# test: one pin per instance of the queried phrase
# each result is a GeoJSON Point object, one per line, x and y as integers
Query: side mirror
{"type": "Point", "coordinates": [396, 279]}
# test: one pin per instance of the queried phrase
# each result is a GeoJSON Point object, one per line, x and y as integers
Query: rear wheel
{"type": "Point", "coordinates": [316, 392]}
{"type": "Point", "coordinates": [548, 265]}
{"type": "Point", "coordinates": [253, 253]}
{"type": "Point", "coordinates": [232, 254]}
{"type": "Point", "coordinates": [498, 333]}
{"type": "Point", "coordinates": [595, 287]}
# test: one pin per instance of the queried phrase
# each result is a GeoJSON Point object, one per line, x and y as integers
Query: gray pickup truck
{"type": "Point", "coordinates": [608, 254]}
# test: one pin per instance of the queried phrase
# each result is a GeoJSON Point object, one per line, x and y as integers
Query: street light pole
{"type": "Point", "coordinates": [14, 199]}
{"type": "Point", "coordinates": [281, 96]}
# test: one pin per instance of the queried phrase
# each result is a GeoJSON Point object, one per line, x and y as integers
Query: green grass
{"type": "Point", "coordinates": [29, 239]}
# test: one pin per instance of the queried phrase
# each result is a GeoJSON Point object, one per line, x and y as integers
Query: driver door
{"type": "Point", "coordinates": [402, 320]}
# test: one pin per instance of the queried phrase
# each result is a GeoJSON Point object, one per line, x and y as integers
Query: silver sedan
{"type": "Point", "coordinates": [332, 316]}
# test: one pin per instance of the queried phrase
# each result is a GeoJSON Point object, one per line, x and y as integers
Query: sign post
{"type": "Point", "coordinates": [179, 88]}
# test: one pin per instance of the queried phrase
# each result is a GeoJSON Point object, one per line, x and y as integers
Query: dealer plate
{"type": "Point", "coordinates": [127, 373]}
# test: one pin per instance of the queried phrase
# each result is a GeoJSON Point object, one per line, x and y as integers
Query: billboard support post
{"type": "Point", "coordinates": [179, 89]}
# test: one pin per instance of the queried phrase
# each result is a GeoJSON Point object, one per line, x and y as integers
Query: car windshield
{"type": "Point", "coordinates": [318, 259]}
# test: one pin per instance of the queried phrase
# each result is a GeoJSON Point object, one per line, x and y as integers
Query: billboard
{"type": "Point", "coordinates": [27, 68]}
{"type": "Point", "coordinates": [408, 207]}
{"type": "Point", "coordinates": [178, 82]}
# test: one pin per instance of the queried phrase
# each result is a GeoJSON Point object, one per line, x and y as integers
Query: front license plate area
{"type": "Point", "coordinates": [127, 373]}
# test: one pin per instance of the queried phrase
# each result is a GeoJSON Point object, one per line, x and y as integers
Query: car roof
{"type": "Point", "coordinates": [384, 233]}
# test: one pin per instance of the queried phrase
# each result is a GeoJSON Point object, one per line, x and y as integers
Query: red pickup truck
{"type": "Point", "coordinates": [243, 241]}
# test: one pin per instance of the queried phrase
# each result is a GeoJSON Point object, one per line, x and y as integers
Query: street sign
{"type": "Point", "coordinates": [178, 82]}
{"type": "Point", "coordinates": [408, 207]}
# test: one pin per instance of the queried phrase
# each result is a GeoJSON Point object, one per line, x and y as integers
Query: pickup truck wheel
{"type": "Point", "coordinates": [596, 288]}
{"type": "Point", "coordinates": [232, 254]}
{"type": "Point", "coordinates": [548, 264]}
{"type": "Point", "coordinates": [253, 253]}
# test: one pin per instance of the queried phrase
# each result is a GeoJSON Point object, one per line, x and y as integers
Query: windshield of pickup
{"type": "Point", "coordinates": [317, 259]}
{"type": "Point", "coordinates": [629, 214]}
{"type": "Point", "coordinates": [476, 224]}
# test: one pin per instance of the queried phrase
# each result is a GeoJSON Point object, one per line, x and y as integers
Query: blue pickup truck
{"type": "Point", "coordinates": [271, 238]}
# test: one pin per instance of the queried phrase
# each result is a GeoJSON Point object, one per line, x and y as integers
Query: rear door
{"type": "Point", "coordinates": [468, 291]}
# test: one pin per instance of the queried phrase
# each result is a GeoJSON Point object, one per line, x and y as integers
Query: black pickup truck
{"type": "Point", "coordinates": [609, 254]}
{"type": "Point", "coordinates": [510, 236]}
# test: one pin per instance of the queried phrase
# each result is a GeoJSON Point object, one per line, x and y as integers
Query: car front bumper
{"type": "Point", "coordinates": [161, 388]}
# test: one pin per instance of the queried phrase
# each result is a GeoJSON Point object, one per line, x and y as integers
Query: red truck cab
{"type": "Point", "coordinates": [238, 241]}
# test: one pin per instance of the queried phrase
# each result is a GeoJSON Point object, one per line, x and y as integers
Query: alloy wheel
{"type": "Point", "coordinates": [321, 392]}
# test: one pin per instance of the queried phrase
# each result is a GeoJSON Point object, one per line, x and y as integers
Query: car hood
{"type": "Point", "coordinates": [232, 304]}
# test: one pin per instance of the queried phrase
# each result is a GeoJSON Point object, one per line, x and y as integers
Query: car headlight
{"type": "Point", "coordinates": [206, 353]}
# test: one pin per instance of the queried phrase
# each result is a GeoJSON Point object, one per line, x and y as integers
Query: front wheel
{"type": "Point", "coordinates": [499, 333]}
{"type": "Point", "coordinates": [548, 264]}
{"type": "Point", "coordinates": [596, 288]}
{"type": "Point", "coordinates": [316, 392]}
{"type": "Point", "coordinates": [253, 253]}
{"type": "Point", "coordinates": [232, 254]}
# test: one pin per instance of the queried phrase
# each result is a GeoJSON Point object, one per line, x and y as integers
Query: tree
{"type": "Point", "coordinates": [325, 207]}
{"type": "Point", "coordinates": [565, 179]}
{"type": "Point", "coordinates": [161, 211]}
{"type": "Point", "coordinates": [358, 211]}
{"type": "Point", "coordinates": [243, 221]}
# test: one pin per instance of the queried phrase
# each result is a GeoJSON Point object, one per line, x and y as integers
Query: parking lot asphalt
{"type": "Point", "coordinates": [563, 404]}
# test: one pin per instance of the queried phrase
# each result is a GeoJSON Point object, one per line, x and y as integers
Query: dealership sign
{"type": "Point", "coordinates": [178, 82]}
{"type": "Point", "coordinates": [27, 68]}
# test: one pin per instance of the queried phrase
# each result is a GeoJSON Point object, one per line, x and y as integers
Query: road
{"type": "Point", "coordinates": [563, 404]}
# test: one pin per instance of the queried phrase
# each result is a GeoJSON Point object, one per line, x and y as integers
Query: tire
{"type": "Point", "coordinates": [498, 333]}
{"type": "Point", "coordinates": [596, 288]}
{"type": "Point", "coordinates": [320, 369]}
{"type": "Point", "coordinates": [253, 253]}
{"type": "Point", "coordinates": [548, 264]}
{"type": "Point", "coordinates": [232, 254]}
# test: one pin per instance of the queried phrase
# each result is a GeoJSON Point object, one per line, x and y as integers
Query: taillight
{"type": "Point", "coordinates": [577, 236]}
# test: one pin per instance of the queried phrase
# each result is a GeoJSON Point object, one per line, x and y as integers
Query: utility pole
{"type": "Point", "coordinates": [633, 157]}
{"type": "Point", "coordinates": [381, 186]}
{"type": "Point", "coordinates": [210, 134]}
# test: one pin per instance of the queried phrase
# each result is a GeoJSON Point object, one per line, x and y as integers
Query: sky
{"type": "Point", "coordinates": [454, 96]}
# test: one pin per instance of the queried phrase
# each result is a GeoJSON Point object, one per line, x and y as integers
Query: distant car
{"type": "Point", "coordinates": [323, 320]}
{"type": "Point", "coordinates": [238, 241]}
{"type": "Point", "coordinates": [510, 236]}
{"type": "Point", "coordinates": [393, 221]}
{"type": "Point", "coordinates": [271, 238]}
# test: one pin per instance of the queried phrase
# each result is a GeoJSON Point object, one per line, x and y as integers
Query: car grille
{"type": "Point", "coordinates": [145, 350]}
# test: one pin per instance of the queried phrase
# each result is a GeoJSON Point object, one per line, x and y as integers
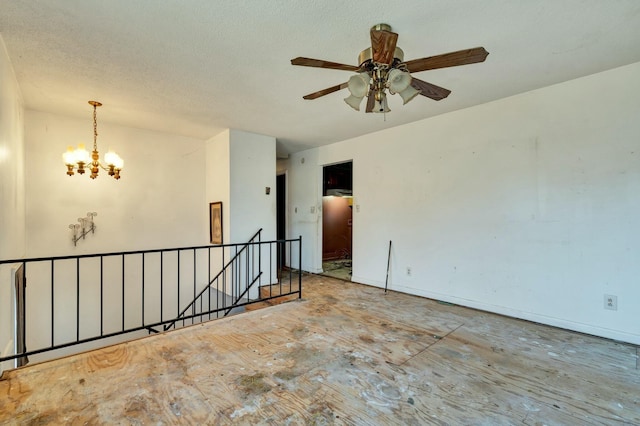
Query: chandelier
{"type": "Point", "coordinates": [80, 158]}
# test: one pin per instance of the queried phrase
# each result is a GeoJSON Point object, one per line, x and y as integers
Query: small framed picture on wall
{"type": "Point", "coordinates": [215, 222]}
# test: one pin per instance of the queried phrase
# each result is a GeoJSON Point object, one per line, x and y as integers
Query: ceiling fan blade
{"type": "Point", "coordinates": [452, 59]}
{"type": "Point", "coordinates": [429, 90]}
{"type": "Point", "coordinates": [319, 63]}
{"type": "Point", "coordinates": [326, 91]}
{"type": "Point", "coordinates": [383, 46]}
{"type": "Point", "coordinates": [371, 101]}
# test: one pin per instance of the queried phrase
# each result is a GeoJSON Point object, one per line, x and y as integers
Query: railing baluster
{"type": "Point", "coordinates": [300, 267]}
{"type": "Point", "coordinates": [270, 268]}
{"type": "Point", "coordinates": [209, 280]}
{"type": "Point", "coordinates": [123, 292]}
{"type": "Point", "coordinates": [179, 285]}
{"type": "Point", "coordinates": [193, 307]}
{"type": "Point", "coordinates": [143, 289]}
{"type": "Point", "coordinates": [101, 296]}
{"type": "Point", "coordinates": [77, 299]}
{"type": "Point", "coordinates": [52, 300]}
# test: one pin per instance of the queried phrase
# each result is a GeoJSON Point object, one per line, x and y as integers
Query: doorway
{"type": "Point", "coordinates": [337, 220]}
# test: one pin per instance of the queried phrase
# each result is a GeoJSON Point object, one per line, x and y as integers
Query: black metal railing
{"type": "Point", "coordinates": [76, 300]}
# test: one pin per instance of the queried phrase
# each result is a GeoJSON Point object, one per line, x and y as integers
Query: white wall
{"type": "Point", "coordinates": [527, 206]}
{"type": "Point", "coordinates": [159, 202]}
{"type": "Point", "coordinates": [12, 201]}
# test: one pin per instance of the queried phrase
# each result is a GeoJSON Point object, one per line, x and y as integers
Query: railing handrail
{"type": "Point", "coordinates": [242, 283]}
{"type": "Point", "coordinates": [120, 253]}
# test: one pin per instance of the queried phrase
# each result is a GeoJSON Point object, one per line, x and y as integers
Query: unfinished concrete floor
{"type": "Point", "coordinates": [345, 354]}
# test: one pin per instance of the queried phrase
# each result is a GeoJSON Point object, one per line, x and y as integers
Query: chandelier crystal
{"type": "Point", "coordinates": [79, 159]}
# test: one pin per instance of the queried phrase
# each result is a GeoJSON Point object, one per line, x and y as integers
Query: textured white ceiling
{"type": "Point", "coordinates": [197, 67]}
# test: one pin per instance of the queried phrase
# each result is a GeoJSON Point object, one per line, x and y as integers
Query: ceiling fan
{"type": "Point", "coordinates": [382, 67]}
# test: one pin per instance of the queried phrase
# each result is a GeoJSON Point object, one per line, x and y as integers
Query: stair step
{"type": "Point", "coordinates": [270, 302]}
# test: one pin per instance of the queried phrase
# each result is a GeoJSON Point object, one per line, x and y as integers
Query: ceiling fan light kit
{"type": "Point", "coordinates": [382, 69]}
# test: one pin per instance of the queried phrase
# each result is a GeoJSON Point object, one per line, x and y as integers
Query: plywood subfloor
{"type": "Point", "coordinates": [345, 354]}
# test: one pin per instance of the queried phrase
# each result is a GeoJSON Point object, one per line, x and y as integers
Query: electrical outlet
{"type": "Point", "coordinates": [611, 302]}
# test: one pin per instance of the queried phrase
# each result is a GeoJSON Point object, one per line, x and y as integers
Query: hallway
{"type": "Point", "coordinates": [344, 354]}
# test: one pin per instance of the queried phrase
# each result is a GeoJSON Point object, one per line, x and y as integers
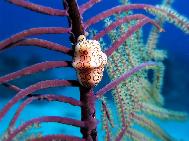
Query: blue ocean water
{"type": "Point", "coordinates": [14, 19]}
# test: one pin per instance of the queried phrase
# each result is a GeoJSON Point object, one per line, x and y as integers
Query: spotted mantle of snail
{"type": "Point", "coordinates": [89, 61]}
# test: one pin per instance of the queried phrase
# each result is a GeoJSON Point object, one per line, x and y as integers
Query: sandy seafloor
{"type": "Point", "coordinates": [14, 19]}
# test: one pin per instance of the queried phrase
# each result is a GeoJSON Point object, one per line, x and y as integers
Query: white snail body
{"type": "Point", "coordinates": [89, 61]}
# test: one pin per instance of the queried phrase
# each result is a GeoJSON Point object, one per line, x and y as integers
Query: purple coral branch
{"type": "Point", "coordinates": [11, 87]}
{"type": "Point", "coordinates": [30, 32]}
{"type": "Point", "coordinates": [105, 109]}
{"type": "Point", "coordinates": [57, 138]}
{"type": "Point", "coordinates": [44, 44]}
{"type": "Point", "coordinates": [107, 115]}
{"type": "Point", "coordinates": [39, 8]}
{"type": "Point", "coordinates": [130, 32]}
{"type": "Point", "coordinates": [121, 134]}
{"type": "Point", "coordinates": [35, 87]}
{"type": "Point", "coordinates": [118, 23]}
{"type": "Point", "coordinates": [114, 10]}
{"type": "Point", "coordinates": [48, 97]}
{"type": "Point", "coordinates": [34, 69]}
{"type": "Point", "coordinates": [87, 5]}
{"type": "Point", "coordinates": [126, 75]}
{"type": "Point", "coordinates": [57, 119]}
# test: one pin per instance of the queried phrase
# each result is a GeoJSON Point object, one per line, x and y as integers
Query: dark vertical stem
{"type": "Point", "coordinates": [88, 114]}
{"type": "Point", "coordinates": [87, 97]}
{"type": "Point", "coordinates": [75, 19]}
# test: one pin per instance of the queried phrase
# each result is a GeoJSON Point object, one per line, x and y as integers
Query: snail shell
{"type": "Point", "coordinates": [89, 61]}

TASK PROMPT:
The expected output is the run of lines from the one holding "Query: dark vertical stem" to the last line of the entries above, each reproduced character for character.

OUTPUT:
Query: dark vertical stem
{"type": "Point", "coordinates": [88, 114]}
{"type": "Point", "coordinates": [87, 97]}
{"type": "Point", "coordinates": [75, 19]}
# test: one pin per instance of the queried phrase
# each result is a GeoJSON Point object, one per line, x and y as integers
Query: snail shell
{"type": "Point", "coordinates": [89, 61]}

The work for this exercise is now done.